» About this task
All of the data must be output without alteration.

Start of Task inputs

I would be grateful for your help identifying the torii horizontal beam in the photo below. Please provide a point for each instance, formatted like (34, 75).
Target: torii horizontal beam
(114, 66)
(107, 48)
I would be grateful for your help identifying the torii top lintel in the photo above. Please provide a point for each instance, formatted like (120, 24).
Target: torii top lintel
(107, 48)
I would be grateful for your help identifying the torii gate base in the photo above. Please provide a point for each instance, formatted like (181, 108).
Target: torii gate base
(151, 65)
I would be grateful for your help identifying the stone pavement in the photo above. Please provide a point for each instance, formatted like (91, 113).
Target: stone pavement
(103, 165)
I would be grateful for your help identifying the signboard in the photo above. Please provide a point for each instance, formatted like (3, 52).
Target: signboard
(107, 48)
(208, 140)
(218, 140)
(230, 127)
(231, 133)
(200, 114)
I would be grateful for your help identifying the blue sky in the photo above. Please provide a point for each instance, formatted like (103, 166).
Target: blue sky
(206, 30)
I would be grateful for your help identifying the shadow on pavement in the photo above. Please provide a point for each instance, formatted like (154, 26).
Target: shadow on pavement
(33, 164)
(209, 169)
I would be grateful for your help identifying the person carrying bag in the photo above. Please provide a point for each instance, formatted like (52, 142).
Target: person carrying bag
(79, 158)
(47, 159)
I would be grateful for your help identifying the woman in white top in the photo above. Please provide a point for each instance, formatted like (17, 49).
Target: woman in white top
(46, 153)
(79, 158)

End of Task inputs

» Answer space
I would be grateful for your help identifying the torii horizontal beam in the photo below. Please provide a point for each instance, formatted like (34, 75).
Target: torii horizontal beam
(114, 66)
(107, 48)
I would be grateful for your help identifying the torii top lintel in the photo above. Please provide a point for each instance, formatted like (120, 24).
Target: torii top lintel
(107, 48)
I would be grateful for your help identifying the torii gate base in the photo above. Please provide a point for each instance, formatted like (181, 108).
Target: torii gate base
(151, 65)
I would be grateful for your help identifying the stone pavement in the photo above. Please provide a point for each instance, formatted like (91, 113).
Target: stone pavement
(103, 165)
I would be grateful for your help identifying the signboard in the photo above. Please provide a point for each instance, formatted like (3, 52).
Target: signboard
(107, 48)
(208, 140)
(218, 140)
(230, 127)
(231, 133)
(200, 114)
I would be grateful for your help identifying the blue sky in the photo above. Please provide a point for each instance, formatted like (103, 166).
Target: blue sky
(206, 30)
I would be grateful for your help identifying the shadow on pavement in the photo above. Please provide a point for each instance, formatted like (154, 26).
Target: shadow on pavement
(33, 164)
(209, 169)
I would be grateful for your help identifying the person carrying bag in the photo above. Please provide a point for each instance, formatted like (52, 142).
Target: person carrying bag
(79, 158)
(47, 159)
I would be grateful for your help identifying the woman in white top in the photo above. Please provide a point for each instance, formatted like (17, 49).
Target: woman in white top
(46, 153)
(79, 158)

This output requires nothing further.